▶ [INFORMATION]
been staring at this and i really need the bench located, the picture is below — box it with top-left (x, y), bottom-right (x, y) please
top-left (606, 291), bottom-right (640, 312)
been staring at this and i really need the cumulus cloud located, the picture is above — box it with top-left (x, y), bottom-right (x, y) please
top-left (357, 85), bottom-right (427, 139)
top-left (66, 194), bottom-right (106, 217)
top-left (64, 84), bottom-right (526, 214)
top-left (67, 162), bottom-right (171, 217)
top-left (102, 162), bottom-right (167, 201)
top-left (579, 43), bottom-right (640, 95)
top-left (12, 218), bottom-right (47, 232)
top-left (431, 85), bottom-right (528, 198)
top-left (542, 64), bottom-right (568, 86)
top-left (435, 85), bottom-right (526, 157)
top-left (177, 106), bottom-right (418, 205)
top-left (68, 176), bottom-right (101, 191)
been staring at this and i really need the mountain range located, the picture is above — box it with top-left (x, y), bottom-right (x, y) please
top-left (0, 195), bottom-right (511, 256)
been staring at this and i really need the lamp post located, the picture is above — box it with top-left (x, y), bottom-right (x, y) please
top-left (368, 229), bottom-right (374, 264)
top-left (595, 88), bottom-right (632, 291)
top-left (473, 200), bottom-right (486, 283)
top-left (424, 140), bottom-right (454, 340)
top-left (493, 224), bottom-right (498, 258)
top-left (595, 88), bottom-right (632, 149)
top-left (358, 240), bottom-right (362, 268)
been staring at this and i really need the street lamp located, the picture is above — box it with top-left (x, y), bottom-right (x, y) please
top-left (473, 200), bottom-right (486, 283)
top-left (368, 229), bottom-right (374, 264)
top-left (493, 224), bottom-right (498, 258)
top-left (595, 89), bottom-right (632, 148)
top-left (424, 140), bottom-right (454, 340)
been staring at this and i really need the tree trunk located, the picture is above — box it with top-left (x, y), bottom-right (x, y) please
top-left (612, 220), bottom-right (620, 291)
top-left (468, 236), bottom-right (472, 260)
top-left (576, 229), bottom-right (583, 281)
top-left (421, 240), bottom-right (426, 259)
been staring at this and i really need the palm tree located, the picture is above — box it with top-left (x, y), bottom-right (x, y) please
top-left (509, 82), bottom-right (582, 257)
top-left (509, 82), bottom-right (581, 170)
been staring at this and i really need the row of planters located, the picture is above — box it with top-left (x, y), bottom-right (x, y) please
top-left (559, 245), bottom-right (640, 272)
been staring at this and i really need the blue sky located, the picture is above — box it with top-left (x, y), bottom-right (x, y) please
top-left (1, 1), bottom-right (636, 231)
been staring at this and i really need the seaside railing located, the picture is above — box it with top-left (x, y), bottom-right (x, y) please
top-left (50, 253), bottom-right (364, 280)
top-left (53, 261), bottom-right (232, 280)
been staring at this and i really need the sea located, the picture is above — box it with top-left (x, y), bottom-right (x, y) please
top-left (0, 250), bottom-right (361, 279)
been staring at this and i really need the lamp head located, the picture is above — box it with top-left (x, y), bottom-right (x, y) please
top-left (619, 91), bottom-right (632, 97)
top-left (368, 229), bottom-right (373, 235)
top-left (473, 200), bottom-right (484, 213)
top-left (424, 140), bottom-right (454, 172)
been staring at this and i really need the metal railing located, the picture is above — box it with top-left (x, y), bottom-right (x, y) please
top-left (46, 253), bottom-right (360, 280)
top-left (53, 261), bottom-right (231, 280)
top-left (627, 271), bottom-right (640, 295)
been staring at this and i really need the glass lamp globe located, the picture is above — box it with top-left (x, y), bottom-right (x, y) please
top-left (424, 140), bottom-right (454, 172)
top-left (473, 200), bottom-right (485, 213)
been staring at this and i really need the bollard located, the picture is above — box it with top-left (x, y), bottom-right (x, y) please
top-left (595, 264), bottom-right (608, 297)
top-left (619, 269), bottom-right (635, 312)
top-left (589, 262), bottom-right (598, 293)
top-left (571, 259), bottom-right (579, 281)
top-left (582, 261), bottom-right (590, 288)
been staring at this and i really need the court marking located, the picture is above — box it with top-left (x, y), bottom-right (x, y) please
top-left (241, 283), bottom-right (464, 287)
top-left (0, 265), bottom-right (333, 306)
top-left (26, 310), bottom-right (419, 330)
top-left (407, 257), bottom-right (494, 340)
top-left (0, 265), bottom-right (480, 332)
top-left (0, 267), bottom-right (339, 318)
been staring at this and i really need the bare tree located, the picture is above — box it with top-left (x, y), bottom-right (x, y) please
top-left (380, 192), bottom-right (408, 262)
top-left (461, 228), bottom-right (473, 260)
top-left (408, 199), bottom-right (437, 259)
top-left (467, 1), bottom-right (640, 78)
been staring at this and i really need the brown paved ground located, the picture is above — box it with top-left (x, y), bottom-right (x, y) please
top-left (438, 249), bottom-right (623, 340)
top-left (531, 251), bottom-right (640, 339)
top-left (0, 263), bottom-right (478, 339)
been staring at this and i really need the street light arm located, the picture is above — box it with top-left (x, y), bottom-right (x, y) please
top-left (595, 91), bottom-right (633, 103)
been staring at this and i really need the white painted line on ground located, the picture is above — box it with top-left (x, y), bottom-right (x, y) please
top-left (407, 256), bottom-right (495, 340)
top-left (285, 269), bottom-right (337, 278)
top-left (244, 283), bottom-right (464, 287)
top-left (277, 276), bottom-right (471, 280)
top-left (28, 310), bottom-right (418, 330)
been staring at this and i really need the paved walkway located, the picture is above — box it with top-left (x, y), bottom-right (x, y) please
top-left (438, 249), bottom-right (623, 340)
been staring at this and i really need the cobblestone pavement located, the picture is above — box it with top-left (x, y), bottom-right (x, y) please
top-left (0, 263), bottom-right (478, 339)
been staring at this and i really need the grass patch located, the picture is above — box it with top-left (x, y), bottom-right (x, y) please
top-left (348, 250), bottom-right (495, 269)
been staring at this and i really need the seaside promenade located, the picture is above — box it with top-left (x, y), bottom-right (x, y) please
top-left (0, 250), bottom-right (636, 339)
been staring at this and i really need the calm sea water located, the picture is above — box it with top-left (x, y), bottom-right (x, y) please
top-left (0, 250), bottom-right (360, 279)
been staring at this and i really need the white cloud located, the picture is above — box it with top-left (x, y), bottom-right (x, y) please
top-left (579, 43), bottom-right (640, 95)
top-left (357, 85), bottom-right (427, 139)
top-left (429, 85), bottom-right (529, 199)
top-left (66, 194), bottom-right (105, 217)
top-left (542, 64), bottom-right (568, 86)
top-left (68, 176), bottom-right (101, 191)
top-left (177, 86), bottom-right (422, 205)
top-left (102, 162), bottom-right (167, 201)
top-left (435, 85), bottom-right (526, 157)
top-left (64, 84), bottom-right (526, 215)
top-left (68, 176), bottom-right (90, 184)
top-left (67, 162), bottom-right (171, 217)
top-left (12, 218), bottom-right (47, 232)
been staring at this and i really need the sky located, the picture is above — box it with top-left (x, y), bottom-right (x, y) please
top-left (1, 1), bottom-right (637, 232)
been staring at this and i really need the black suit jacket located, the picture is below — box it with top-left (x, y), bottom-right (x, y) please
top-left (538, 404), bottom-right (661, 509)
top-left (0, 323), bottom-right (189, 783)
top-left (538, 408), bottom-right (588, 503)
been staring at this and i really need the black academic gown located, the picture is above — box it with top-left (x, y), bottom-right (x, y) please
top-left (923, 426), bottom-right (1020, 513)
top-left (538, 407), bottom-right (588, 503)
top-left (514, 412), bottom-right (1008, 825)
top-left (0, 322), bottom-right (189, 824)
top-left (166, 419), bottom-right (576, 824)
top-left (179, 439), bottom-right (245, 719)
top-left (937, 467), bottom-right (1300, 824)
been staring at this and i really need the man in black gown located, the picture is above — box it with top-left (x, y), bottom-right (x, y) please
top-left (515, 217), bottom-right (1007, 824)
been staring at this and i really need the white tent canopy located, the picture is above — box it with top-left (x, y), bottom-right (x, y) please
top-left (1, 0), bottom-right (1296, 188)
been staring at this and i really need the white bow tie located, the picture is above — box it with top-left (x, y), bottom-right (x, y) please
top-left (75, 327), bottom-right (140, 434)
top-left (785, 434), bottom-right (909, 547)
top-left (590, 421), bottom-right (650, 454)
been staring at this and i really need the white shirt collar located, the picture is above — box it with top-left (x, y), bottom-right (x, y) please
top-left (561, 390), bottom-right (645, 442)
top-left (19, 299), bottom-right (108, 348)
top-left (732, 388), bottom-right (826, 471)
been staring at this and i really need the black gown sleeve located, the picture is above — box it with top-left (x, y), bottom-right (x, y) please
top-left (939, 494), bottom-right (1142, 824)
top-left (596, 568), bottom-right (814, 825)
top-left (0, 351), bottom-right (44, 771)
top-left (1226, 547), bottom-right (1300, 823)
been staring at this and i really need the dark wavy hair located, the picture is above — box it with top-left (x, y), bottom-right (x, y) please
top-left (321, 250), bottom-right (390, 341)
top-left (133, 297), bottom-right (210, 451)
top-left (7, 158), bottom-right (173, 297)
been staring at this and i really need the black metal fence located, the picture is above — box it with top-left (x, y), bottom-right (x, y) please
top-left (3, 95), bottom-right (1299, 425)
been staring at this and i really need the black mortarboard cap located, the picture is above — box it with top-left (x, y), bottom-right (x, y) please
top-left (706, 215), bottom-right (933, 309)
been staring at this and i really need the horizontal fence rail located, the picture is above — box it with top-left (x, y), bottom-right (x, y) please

▶ [ABOUT THIS TASK] Everything from the line with "been staring at this and i really need the white bow" to the end of the listing above is to be set down exactly, both ends included.

▶ [YOUR RESPONSE]
been staring at this and i really need the white bow tie located, the picture is above — box it with top-left (x, y), bottom-right (x, y) please
top-left (75, 327), bottom-right (140, 434)
top-left (785, 434), bottom-right (909, 547)
top-left (590, 421), bottom-right (650, 454)
been staring at this and i really need the white shirt collar located, the picture is above — box it with top-left (x, y), bottom-right (x, y) please
top-left (561, 390), bottom-right (645, 442)
top-left (19, 299), bottom-right (108, 348)
top-left (732, 388), bottom-right (826, 471)
been staring at this and i really need the black gown sleeve located, the picture is above — box it with top-left (x, y), bottom-right (x, y) please
top-left (939, 494), bottom-right (1142, 824)
top-left (596, 568), bottom-right (814, 825)
top-left (0, 351), bottom-right (44, 771)
top-left (1226, 547), bottom-right (1300, 823)
been staring at this and i really need the dark wavy hair located, the picture is above — box it with top-left (x, y), bottom-right (x, y) please
top-left (321, 250), bottom-right (390, 341)
top-left (133, 297), bottom-right (210, 451)
top-left (7, 158), bottom-right (173, 297)
been staring at this and i really need the black metal fence located, the picture is above — box it with top-left (x, y), bottom-right (x, y) please
top-left (3, 95), bottom-right (1299, 425)
been staring at this and i really need the black mortarboard cap located, the picture is above — box it with top-left (x, y), bottom-right (x, y) please
top-left (706, 215), bottom-right (933, 309)
been staring at this and i really need the horizontal fence rail located, the picture is above — box it with top-left (x, y), bottom-right (x, y) please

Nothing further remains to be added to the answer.